Directions.
a) Please write out the passage of the hydrological analysis notebook starting at "Strongly skewed - most" and ending at "by rainfall events.", word for word.
b) Extend the hydrological analysis notebook from its final line onward.

**** Excerpted passage

11 - Hydrological Analysis with the `Hydrological` Class¶

This is the main notebook of the TimeSeries hydrology tour. It walks through the methods used daily by hydrologists, water-resource engineers and flood-risk analysts. We assume no prior statistical knowledge - each concept is explained before use.

1. What is a hydrological time series?¶

A streamflow (or discharge) time series is the volume of water passing a river cross-section per unit time, usually measured in cubic metres per second (m^3/s). Such series have a few features that make them special:

Strongly skewed - most days have modest flow, but a few days carry enormous flood peaks. The mean is therefore a poor summary.
Seasonal - driven by rainfall, snowmelt and evaporation.
Auto-correlated - today's flow depends on yesterday's (the catchment has memory).
Non-negative - flow cannot be below zero.
Two regimes coexist - a slow baseflow coming from groundwater, and fast quickflow produced by rainfall events.

Because of these features, general-purpose statistics (mean, std, normal distribution) are usually misleading. The Hydrological mixin provides tools tailored to these data.

2. Load real discharge data¶

We use rhine-full-time-series.csv, which contains daily discharge at several gauges along the Rhine and its tributaries from 1955 to 2013 - almost 60 years of data. We will focus on the gauge at Cologne, one of the longest and best-documented records in Europe.

In [1]:

Copied!





import numpy as np
import pandas as pd
import matplotlib.pyplot as plt

from statista.time_series import TimeSeries

DATA = '../../../examples/data/rhine-full-time-series.csv'
raw = pd.read_csv(DATA, parse_dates=['date'], index_col='date')
print('Available gauges:', list(raw.columns))
print('Period          :', raw.index.min().date(), '->', raw.index.max().date())

********
**** Listing

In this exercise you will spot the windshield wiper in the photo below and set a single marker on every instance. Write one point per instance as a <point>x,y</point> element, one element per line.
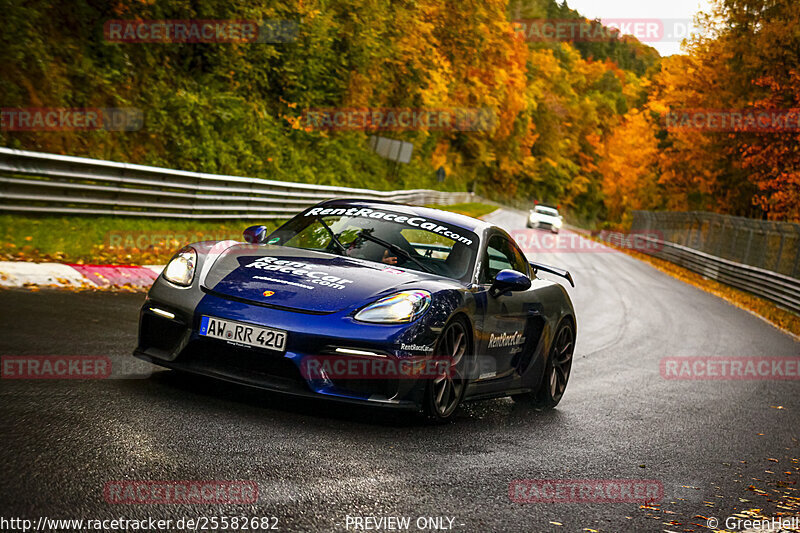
<point>334,239</point>
<point>393,247</point>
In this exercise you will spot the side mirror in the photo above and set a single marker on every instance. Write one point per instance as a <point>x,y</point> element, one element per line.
<point>509,281</point>
<point>255,234</point>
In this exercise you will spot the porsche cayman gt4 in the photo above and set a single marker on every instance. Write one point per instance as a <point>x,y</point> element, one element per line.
<point>367,302</point>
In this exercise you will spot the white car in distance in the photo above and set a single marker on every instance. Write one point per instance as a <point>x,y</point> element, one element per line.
<point>543,217</point>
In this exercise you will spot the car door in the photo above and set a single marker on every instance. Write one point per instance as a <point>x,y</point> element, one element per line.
<point>508,317</point>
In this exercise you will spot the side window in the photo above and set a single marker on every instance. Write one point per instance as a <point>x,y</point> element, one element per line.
<point>501,255</point>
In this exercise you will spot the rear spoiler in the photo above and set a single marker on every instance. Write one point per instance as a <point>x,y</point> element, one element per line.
<point>553,270</point>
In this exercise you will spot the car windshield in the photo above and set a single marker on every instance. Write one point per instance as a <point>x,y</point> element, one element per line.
<point>385,237</point>
<point>546,211</point>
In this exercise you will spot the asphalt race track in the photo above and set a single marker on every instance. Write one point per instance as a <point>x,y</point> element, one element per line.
<point>317,463</point>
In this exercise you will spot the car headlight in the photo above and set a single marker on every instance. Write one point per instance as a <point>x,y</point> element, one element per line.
<point>180,270</point>
<point>402,307</point>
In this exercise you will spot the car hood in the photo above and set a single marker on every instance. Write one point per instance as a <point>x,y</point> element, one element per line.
<point>304,280</point>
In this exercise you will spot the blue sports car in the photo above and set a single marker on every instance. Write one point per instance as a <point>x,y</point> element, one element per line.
<point>368,302</point>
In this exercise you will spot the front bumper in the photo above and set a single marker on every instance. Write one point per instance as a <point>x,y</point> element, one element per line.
<point>175,343</point>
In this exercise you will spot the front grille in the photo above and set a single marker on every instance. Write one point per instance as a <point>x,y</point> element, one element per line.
<point>160,333</point>
<point>369,387</point>
<point>247,364</point>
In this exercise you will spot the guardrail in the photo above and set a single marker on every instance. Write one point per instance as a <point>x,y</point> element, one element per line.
<point>777,288</point>
<point>48,183</point>
<point>768,245</point>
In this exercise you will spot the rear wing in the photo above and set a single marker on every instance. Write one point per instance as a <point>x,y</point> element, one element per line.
<point>553,270</point>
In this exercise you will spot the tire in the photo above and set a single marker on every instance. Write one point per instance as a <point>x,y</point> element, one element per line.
<point>443,394</point>
<point>557,370</point>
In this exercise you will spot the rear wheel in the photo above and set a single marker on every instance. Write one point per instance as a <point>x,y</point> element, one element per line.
<point>557,370</point>
<point>445,392</point>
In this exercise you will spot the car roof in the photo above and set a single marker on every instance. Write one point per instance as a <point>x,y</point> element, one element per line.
<point>456,219</point>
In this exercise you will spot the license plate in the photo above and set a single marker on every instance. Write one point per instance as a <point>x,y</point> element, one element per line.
<point>241,333</point>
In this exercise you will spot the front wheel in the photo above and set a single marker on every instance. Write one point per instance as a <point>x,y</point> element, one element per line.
<point>445,392</point>
<point>557,370</point>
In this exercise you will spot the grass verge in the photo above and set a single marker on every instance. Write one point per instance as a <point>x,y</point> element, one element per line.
<point>107,239</point>
<point>471,209</point>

********

Results.
a)
Strongly skewed - most days have modest flow, but a few days carry enormous flood peaks. The mean is therefore a poor summary.
Seasonal - driven by rainfall, snowmelt and evaporation.
Auto-correlated - today's flow depends on yesterday's (the catchment has memory).
Non-negative - flow cannot be below zero.
Two regimes coexist - a slow baseflow coming from groundwater, and fast quickflow produced by rainfall events.

b)
import numpy as np
import pandas as pd
import matplotlib.pyplot as plt

from statista.time_series import TimeSeries

DATA = '../../../examples/data/rhine-full-time-series.csv'
raw = pd.read_csv(DATA, parse_dates=['date'], index_col='date')
print('Available gauges:', list(raw.columns))
print('Period          :', raw.index.min().date(), '->', raw.index.max().date())

Available gauges: ['rees', 'cologne', 'andernach', 'trier', 'cochem', 'marburg', 'kaub', 'mainz', 'frankfurt', 'kleinheubach', 'steinbach', 'schweinfurt', 'worms', 'speyer', 'maxau', 'rockenau', 'lauffen', 'plochingen']
Period          : 1955-01-01 -> 2013-01-05

In [2]:

Copied!





# Focus on Cologne and drop missing values
cologne = raw[['cologne']].dropna()
print('Valid records at Cologne:', len(cologne))
ts = TimeSeries(cologne)
ts.head()
# Focus on Cologne and drop missing values
cologne = raw[['cologne']].dropna()
print('Valid records at Cologne:', len(cologne))
ts = TimeSeries(cologne)
ts.head()

Valid records at Cologne: 21188

Out[2]:

	cologne
date
1955-01-03	8.232
1955-01-04	402.684
1955-01-05	807.674
1955-01-06	1126.068
1955-01-07	1243.997

In [3]:

Copied!





fig, ax = plt.subplots(figsize=(11, 3))
ax.plot(ts.index, ts['cologne'].values, linewidth=0.3, color='steelblue')
ax.set_title('Daily discharge - Rhine at Cologne')
ax.set_ylabel('Discharge (m^3/s)')
plt.tight_layout()
plt.show()
fig, ax = plt.subplots(figsize=(11, 3))
ax.plot(ts.index, ts['cologne'].values, linewidth=0.3, color='steelblue')
ax.set_title('Daily discharge - Rhine at Cologne')
ax.set_ylabel('Discharge (m^3/s)')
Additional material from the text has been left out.